** Start of Supplied material **
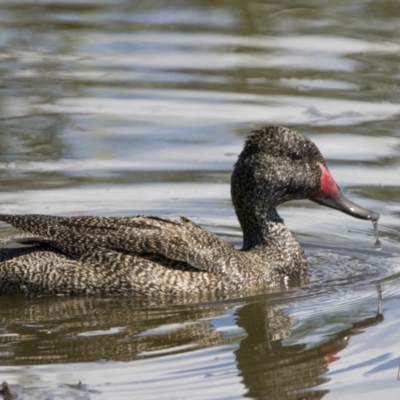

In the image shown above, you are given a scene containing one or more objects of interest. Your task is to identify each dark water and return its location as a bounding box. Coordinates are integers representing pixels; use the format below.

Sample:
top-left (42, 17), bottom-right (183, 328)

top-left (0, 0), bottom-right (400, 400)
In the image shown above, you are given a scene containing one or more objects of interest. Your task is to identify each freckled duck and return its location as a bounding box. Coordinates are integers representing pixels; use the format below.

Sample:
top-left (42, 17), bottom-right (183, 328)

top-left (0, 127), bottom-right (379, 295)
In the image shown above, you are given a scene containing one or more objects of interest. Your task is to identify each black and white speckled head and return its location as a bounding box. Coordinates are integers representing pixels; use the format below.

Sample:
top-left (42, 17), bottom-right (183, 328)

top-left (231, 126), bottom-right (379, 250)
top-left (232, 126), bottom-right (325, 209)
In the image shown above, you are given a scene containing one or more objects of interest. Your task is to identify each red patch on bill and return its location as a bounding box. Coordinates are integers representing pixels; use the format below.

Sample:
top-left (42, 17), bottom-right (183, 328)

top-left (313, 164), bottom-right (340, 198)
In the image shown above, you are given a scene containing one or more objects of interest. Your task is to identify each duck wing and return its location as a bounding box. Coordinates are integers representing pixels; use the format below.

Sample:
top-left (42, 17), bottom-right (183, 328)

top-left (0, 214), bottom-right (236, 274)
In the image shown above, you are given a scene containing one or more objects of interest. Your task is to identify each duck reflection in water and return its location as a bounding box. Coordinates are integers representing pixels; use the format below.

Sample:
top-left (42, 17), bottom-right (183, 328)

top-left (0, 286), bottom-right (383, 399)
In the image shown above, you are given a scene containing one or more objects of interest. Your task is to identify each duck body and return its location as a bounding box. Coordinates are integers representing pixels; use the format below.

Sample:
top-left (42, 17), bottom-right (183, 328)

top-left (0, 127), bottom-right (379, 295)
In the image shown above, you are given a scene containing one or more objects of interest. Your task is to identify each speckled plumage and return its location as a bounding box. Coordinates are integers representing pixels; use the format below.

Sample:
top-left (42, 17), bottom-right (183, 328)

top-left (0, 127), bottom-right (366, 295)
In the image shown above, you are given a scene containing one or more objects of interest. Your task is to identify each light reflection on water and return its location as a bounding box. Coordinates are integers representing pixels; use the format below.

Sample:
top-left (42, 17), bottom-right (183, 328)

top-left (0, 0), bottom-right (400, 400)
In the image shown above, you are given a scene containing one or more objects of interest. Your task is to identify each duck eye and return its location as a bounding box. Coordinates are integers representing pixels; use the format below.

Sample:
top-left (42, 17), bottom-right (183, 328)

top-left (289, 151), bottom-right (303, 161)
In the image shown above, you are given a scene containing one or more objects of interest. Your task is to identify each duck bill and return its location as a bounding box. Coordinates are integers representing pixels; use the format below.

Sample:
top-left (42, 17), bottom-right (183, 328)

top-left (309, 164), bottom-right (379, 221)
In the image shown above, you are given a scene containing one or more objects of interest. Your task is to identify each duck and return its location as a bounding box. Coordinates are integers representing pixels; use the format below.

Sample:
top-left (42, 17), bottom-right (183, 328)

top-left (0, 126), bottom-right (379, 296)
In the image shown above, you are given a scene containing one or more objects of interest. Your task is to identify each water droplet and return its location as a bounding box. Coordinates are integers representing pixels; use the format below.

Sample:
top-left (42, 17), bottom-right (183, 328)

top-left (372, 221), bottom-right (382, 251)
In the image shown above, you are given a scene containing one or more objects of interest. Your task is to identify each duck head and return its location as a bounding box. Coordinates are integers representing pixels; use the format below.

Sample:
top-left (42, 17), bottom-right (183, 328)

top-left (231, 126), bottom-right (379, 247)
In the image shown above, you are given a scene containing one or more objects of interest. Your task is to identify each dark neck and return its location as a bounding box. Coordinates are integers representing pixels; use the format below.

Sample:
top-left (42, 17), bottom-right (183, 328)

top-left (238, 208), bottom-right (287, 250)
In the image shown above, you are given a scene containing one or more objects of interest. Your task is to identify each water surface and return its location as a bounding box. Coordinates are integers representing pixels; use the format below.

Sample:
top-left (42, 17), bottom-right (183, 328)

top-left (0, 0), bottom-right (400, 400)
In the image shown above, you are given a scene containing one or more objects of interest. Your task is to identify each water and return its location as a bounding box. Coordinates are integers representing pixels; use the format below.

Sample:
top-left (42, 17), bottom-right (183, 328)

top-left (0, 0), bottom-right (400, 400)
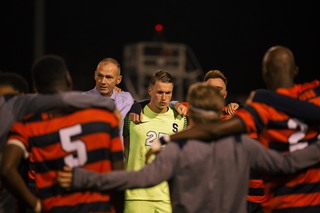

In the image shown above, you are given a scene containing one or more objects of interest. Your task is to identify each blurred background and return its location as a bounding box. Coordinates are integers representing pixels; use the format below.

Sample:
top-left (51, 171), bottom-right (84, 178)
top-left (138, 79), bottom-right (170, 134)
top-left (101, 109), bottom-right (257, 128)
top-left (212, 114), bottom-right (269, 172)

top-left (0, 0), bottom-right (320, 101)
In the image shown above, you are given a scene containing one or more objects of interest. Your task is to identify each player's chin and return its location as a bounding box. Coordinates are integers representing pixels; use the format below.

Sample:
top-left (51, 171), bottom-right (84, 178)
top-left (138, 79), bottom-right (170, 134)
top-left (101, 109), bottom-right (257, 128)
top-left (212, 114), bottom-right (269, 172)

top-left (99, 88), bottom-right (110, 95)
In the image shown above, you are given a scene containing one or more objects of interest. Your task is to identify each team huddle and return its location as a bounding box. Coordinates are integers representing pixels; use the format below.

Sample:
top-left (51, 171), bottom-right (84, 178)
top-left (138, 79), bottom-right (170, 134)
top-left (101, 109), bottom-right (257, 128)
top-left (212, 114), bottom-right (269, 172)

top-left (0, 46), bottom-right (320, 213)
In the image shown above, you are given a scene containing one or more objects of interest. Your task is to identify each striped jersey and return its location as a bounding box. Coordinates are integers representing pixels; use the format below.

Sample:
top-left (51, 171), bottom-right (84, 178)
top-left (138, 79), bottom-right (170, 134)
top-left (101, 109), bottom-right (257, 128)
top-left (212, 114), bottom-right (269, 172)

top-left (8, 109), bottom-right (123, 213)
top-left (237, 80), bottom-right (320, 213)
top-left (125, 105), bottom-right (187, 201)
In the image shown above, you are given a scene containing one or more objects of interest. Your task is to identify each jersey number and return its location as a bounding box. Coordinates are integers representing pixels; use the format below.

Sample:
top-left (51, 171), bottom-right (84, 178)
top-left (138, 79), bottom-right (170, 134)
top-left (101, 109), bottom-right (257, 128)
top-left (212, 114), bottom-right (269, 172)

top-left (146, 131), bottom-right (168, 146)
top-left (59, 125), bottom-right (88, 167)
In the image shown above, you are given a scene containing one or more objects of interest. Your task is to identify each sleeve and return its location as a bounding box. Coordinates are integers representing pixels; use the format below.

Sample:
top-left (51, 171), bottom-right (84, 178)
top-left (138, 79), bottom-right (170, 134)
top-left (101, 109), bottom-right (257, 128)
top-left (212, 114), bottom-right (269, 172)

top-left (13, 91), bottom-right (115, 120)
top-left (72, 143), bottom-right (179, 191)
top-left (61, 91), bottom-right (115, 111)
top-left (253, 89), bottom-right (320, 125)
top-left (129, 99), bottom-right (150, 115)
top-left (249, 138), bottom-right (320, 174)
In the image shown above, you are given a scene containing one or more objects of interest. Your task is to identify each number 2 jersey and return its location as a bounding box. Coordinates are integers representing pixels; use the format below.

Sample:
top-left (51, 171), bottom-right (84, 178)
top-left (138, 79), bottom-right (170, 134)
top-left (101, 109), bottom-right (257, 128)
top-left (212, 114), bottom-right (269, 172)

top-left (237, 80), bottom-right (320, 213)
top-left (8, 109), bottom-right (123, 213)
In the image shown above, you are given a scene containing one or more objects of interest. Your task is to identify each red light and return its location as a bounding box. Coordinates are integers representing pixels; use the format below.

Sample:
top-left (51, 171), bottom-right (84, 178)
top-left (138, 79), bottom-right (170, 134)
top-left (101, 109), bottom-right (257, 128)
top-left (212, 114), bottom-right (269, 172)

top-left (154, 24), bottom-right (163, 32)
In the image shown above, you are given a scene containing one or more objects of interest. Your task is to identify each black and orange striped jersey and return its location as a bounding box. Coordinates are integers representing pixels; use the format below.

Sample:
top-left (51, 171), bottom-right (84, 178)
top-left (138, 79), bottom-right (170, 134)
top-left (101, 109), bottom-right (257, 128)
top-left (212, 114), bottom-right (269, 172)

top-left (8, 109), bottom-right (123, 213)
top-left (237, 80), bottom-right (320, 212)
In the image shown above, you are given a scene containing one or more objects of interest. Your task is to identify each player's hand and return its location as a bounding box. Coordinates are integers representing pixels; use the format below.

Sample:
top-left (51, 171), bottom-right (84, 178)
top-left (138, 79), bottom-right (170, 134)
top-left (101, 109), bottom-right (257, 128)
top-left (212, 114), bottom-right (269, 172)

top-left (129, 112), bottom-right (143, 124)
top-left (57, 166), bottom-right (73, 190)
top-left (145, 139), bottom-right (164, 164)
top-left (224, 103), bottom-right (239, 115)
top-left (245, 91), bottom-right (256, 105)
top-left (114, 86), bottom-right (122, 92)
top-left (174, 102), bottom-right (188, 116)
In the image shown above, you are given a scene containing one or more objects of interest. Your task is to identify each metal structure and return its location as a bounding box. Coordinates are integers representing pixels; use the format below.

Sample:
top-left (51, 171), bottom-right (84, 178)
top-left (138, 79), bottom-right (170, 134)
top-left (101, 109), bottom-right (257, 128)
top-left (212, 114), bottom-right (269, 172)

top-left (122, 42), bottom-right (202, 101)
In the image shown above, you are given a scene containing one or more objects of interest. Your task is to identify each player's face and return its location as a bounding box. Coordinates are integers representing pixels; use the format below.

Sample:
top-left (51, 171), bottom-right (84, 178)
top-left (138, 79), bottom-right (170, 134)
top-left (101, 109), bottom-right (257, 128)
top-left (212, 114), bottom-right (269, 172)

top-left (94, 63), bottom-right (121, 96)
top-left (148, 81), bottom-right (173, 113)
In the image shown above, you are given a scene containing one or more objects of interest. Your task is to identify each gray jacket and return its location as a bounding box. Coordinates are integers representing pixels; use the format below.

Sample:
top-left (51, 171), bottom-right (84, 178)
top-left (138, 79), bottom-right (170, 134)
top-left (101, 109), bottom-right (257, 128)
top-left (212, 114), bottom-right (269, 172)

top-left (73, 135), bottom-right (320, 213)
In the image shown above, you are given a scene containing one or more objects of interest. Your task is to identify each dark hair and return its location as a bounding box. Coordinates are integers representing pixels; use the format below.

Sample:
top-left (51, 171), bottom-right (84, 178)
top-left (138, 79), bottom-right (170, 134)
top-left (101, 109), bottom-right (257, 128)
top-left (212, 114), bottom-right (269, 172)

top-left (187, 82), bottom-right (225, 123)
top-left (150, 70), bottom-right (174, 86)
top-left (0, 72), bottom-right (29, 93)
top-left (203, 70), bottom-right (228, 86)
top-left (31, 55), bottom-right (69, 93)
top-left (97, 58), bottom-right (121, 75)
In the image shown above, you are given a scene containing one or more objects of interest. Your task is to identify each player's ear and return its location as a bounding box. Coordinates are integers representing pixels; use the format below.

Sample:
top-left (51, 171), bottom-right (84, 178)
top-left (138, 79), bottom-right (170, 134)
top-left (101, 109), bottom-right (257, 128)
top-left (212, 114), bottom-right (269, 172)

top-left (116, 75), bottom-right (122, 84)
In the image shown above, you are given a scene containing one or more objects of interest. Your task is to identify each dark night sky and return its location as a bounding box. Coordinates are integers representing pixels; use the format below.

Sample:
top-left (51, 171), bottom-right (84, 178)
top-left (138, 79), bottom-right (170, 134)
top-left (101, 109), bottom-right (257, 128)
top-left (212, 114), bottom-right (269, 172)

top-left (0, 0), bottom-right (320, 101)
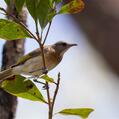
** End of Supplied material **
# [Job]
Lay out the rows above as a numbered list, from the line with "each duck wing" up to and including the line with "top-left (0, 214), bottom-right (236, 274)", leaving out blank lines.

# [Task solution]
1. In the image shown above, you are given a scene containing one or more objects of interest. Your task is to identify each duck wing and return its location as a bounding box. Coordinates are integers representing pixels; use the format below.
2. Sample:
3. top-left (42, 17), bottom-right (183, 328)
4. top-left (0, 214), bottom-right (236, 274)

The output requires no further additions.